**SET EXERCISE**: Please recast every line of the data below as a numbered list, with blank lines omitted and the pictures left out.

**Items from a labeling collection**:
%%

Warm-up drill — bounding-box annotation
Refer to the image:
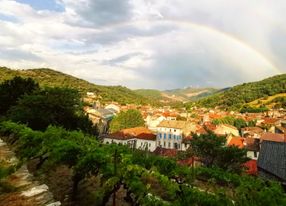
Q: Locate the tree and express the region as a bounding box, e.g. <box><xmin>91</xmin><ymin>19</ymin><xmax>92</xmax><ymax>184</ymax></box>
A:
<box><xmin>8</xmin><ymin>88</ymin><xmax>95</xmax><ymax>133</ymax></box>
<box><xmin>0</xmin><ymin>76</ymin><xmax>39</xmax><ymax>115</ymax></box>
<box><xmin>189</xmin><ymin>133</ymin><xmax>226</xmax><ymax>167</ymax></box>
<box><xmin>190</xmin><ymin>132</ymin><xmax>248</xmax><ymax>173</ymax></box>
<box><xmin>110</xmin><ymin>109</ymin><xmax>144</xmax><ymax>132</ymax></box>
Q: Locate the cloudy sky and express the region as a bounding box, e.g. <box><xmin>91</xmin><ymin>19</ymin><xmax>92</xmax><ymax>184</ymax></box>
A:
<box><xmin>0</xmin><ymin>0</ymin><xmax>286</xmax><ymax>89</ymax></box>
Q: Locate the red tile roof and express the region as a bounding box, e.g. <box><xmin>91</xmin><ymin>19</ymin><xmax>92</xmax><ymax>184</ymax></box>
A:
<box><xmin>260</xmin><ymin>132</ymin><xmax>286</xmax><ymax>142</ymax></box>
<box><xmin>227</xmin><ymin>137</ymin><xmax>244</xmax><ymax>148</ymax></box>
<box><xmin>263</xmin><ymin>117</ymin><xmax>279</xmax><ymax>124</ymax></box>
<box><xmin>244</xmin><ymin>160</ymin><xmax>257</xmax><ymax>175</ymax></box>
<box><xmin>154</xmin><ymin>147</ymin><xmax>177</xmax><ymax>157</ymax></box>
<box><xmin>109</xmin><ymin>127</ymin><xmax>156</xmax><ymax>140</ymax></box>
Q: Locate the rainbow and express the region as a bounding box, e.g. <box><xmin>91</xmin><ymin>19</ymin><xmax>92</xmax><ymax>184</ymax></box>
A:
<box><xmin>98</xmin><ymin>18</ymin><xmax>284</xmax><ymax>74</ymax></box>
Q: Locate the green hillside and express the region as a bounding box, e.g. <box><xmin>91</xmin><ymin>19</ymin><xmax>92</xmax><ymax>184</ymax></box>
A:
<box><xmin>135</xmin><ymin>87</ymin><xmax>217</xmax><ymax>102</ymax></box>
<box><xmin>198</xmin><ymin>74</ymin><xmax>286</xmax><ymax>110</ymax></box>
<box><xmin>0</xmin><ymin>67</ymin><xmax>157</xmax><ymax>104</ymax></box>
<box><xmin>134</xmin><ymin>89</ymin><xmax>162</xmax><ymax>101</ymax></box>
<box><xmin>164</xmin><ymin>87</ymin><xmax>218</xmax><ymax>101</ymax></box>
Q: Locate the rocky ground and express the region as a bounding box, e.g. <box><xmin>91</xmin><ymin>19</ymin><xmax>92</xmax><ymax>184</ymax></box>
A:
<box><xmin>0</xmin><ymin>139</ymin><xmax>61</xmax><ymax>206</ymax></box>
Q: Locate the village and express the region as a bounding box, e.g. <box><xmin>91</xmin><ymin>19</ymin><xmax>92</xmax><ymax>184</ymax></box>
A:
<box><xmin>84</xmin><ymin>93</ymin><xmax>286</xmax><ymax>182</ymax></box>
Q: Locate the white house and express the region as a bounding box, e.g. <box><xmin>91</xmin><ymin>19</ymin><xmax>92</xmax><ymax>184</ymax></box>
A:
<box><xmin>157</xmin><ymin>120</ymin><xmax>196</xmax><ymax>150</ymax></box>
<box><xmin>105</xmin><ymin>103</ymin><xmax>120</xmax><ymax>113</ymax></box>
<box><xmin>145</xmin><ymin>115</ymin><xmax>166</xmax><ymax>131</ymax></box>
<box><xmin>103</xmin><ymin>127</ymin><xmax>157</xmax><ymax>152</ymax></box>
<box><xmin>214</xmin><ymin>124</ymin><xmax>239</xmax><ymax>137</ymax></box>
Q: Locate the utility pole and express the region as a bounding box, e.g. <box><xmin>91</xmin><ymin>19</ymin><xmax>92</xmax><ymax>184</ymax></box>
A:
<box><xmin>112</xmin><ymin>149</ymin><xmax>117</xmax><ymax>206</ymax></box>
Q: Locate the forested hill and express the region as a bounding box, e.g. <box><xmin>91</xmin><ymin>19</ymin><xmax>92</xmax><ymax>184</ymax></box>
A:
<box><xmin>198</xmin><ymin>74</ymin><xmax>286</xmax><ymax>110</ymax></box>
<box><xmin>0</xmin><ymin>67</ymin><xmax>157</xmax><ymax>104</ymax></box>
<box><xmin>134</xmin><ymin>87</ymin><xmax>218</xmax><ymax>103</ymax></box>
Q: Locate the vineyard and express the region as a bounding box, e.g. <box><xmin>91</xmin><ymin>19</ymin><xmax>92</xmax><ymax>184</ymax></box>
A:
<box><xmin>0</xmin><ymin>121</ymin><xmax>286</xmax><ymax>206</ymax></box>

%%

**WRITTEN RESPONSE**:
1. Warm-up drill — bounding-box annotation
2. Refer to the image:
3. Q: Locate the tree and express the region as a bounding box, e.g. <box><xmin>91</xmin><ymin>19</ymin><xmax>92</xmax><ymax>184</ymax></box>
4. A:
5. <box><xmin>8</xmin><ymin>88</ymin><xmax>95</xmax><ymax>133</ymax></box>
6. <box><xmin>0</xmin><ymin>76</ymin><xmax>39</xmax><ymax>115</ymax></box>
7. <box><xmin>189</xmin><ymin>133</ymin><xmax>226</xmax><ymax>167</ymax></box>
8. <box><xmin>190</xmin><ymin>132</ymin><xmax>248</xmax><ymax>173</ymax></box>
9. <box><xmin>110</xmin><ymin>109</ymin><xmax>144</xmax><ymax>132</ymax></box>
10. Q: Locate the cloudy sky and express the region as a bounding box, e.g. <box><xmin>91</xmin><ymin>19</ymin><xmax>92</xmax><ymax>184</ymax></box>
11. A:
12. <box><xmin>0</xmin><ymin>0</ymin><xmax>286</xmax><ymax>89</ymax></box>
13. Q: Locate the red tile roof and express the region as a bounding box, e.g. <box><xmin>91</xmin><ymin>19</ymin><xmax>92</xmax><ymax>184</ymax></box>
14. A:
15. <box><xmin>260</xmin><ymin>132</ymin><xmax>286</xmax><ymax>142</ymax></box>
16. <box><xmin>227</xmin><ymin>137</ymin><xmax>244</xmax><ymax>148</ymax></box>
17. <box><xmin>263</xmin><ymin>117</ymin><xmax>279</xmax><ymax>124</ymax></box>
18. <box><xmin>244</xmin><ymin>160</ymin><xmax>257</xmax><ymax>175</ymax></box>
19. <box><xmin>154</xmin><ymin>147</ymin><xmax>177</xmax><ymax>157</ymax></box>
20. <box><xmin>109</xmin><ymin>127</ymin><xmax>156</xmax><ymax>140</ymax></box>
21. Q: Locate the rainbow and express the region as a bounding box, e.g. <box><xmin>91</xmin><ymin>19</ymin><xmax>92</xmax><ymax>184</ymax></box>
22. A:
23. <box><xmin>98</xmin><ymin>18</ymin><xmax>284</xmax><ymax>74</ymax></box>
24. Q: Locate the green hillside and express the region as a bounding box, e.g. <box><xmin>91</xmin><ymin>19</ymin><xmax>92</xmax><ymax>184</ymax></box>
25. A:
26. <box><xmin>135</xmin><ymin>87</ymin><xmax>217</xmax><ymax>102</ymax></box>
27. <box><xmin>198</xmin><ymin>74</ymin><xmax>286</xmax><ymax>110</ymax></box>
28. <box><xmin>0</xmin><ymin>67</ymin><xmax>157</xmax><ymax>104</ymax></box>
29. <box><xmin>134</xmin><ymin>89</ymin><xmax>162</xmax><ymax>101</ymax></box>
30. <box><xmin>164</xmin><ymin>87</ymin><xmax>218</xmax><ymax>101</ymax></box>
31. Q: Locate the rocky ground and express the region as a bounding box, e.g. <box><xmin>91</xmin><ymin>19</ymin><xmax>92</xmax><ymax>184</ymax></box>
32. A:
33. <box><xmin>0</xmin><ymin>139</ymin><xmax>61</xmax><ymax>206</ymax></box>
34. Q: Locate the village and express the region as a bounding box, e.g. <box><xmin>91</xmin><ymin>19</ymin><xmax>92</xmax><ymax>184</ymax></box>
35. A:
36. <box><xmin>84</xmin><ymin>93</ymin><xmax>286</xmax><ymax>182</ymax></box>
37. Q: Locate the white house and express the region as a bounding box, e.g. <box><xmin>91</xmin><ymin>19</ymin><xmax>92</xmax><ymax>184</ymax></box>
38. A:
39. <box><xmin>157</xmin><ymin>120</ymin><xmax>196</xmax><ymax>150</ymax></box>
40. <box><xmin>105</xmin><ymin>103</ymin><xmax>120</xmax><ymax>113</ymax></box>
41. <box><xmin>145</xmin><ymin>115</ymin><xmax>166</xmax><ymax>131</ymax></box>
42. <box><xmin>103</xmin><ymin>127</ymin><xmax>157</xmax><ymax>152</ymax></box>
43. <box><xmin>214</xmin><ymin>124</ymin><xmax>239</xmax><ymax>137</ymax></box>
44. Q: Locate the utility pole and express the region as a bounding box, e.g. <box><xmin>91</xmin><ymin>19</ymin><xmax>92</xmax><ymax>184</ymax></box>
45. A:
46. <box><xmin>112</xmin><ymin>149</ymin><xmax>117</xmax><ymax>206</ymax></box>
47. Q: Locate the forested hill and express the region as a bounding box, e.g. <box><xmin>91</xmin><ymin>19</ymin><xmax>92</xmax><ymax>184</ymax></box>
48. A:
49. <box><xmin>198</xmin><ymin>74</ymin><xmax>286</xmax><ymax>110</ymax></box>
50. <box><xmin>0</xmin><ymin>67</ymin><xmax>157</xmax><ymax>104</ymax></box>
51. <box><xmin>134</xmin><ymin>87</ymin><xmax>218</xmax><ymax>103</ymax></box>
52. Q: Locate the vineyard and express the region as a bounding box, e.g. <box><xmin>91</xmin><ymin>19</ymin><xmax>92</xmax><ymax>184</ymax></box>
53. A:
54. <box><xmin>0</xmin><ymin>121</ymin><xmax>286</xmax><ymax>206</ymax></box>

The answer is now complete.